*Problem:*
Please take the records that follow and repeat exactly the lines starting with the line with "Note: spot the yellow five-petaled" and going on through the line with "Note: spot the hairy".

*Records shown:*
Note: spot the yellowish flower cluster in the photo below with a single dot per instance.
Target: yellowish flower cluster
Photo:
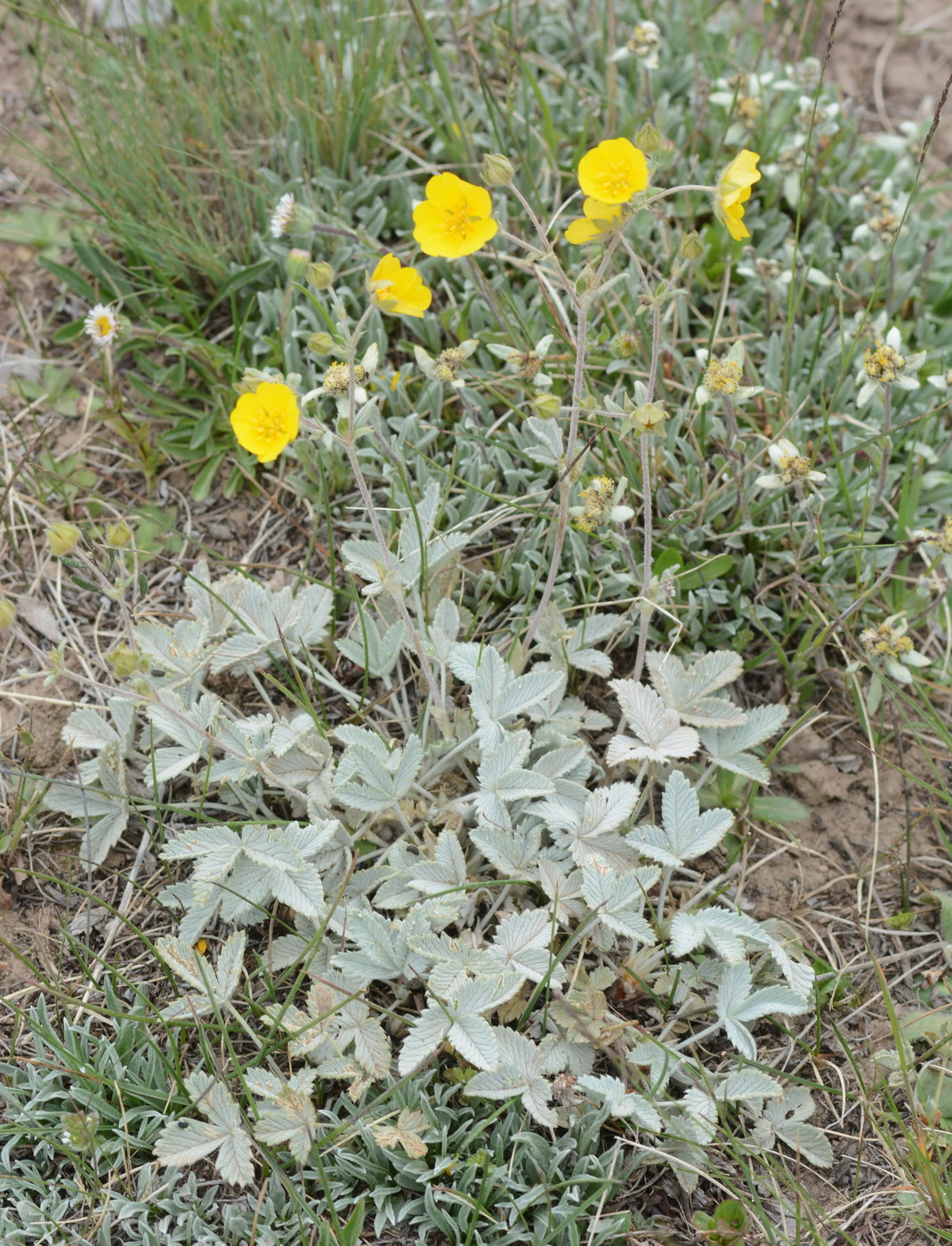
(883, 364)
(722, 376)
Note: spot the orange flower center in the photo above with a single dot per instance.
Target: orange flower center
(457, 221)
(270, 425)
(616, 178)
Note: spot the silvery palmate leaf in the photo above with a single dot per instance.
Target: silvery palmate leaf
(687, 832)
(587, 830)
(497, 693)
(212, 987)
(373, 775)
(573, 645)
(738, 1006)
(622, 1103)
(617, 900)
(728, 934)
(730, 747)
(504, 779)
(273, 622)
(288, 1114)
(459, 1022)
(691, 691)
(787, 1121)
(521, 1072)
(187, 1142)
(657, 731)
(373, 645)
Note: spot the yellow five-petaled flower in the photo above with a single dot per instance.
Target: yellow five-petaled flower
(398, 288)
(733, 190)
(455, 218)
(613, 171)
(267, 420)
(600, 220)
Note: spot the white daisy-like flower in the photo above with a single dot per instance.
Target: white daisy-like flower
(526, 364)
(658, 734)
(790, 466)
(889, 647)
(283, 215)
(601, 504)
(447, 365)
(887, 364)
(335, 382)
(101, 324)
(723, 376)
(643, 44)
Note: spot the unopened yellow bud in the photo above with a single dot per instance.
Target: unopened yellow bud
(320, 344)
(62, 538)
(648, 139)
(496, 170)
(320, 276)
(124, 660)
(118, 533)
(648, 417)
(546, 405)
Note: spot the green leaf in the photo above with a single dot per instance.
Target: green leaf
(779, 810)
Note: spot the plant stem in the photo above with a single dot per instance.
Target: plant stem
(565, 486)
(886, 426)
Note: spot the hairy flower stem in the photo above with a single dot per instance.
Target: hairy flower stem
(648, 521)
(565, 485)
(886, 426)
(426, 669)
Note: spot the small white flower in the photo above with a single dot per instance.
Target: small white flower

*The answer:*
Note: spot the yellow five-petaled flower in the photo above with a single dot per instance.
Target: yellow five-petaled flower
(398, 288)
(733, 190)
(455, 218)
(613, 171)
(267, 420)
(600, 220)
Note: spot the white daisy-like flower in the photo above with a single dot per instance.
Target: white daisy-like flower
(526, 364)
(658, 734)
(790, 466)
(889, 647)
(283, 215)
(601, 504)
(447, 365)
(887, 364)
(335, 382)
(101, 324)
(723, 376)
(643, 44)
Note: spot the unopened yellow bud in the photo above with a single dot per instance.
Target: unopened yellow bud
(320, 344)
(62, 538)
(648, 139)
(496, 170)
(320, 276)
(124, 660)
(118, 533)
(648, 417)
(546, 405)
Note: spot the green leaf in the photo above with a single dot per instance.
Target: green leaf
(779, 810)
Note: spot the plant stem in the photo above with a single dot per instance.
Target: plant stem
(565, 486)
(886, 426)
Note: spot the hairy flower stem in the photo above with a single dot per instance.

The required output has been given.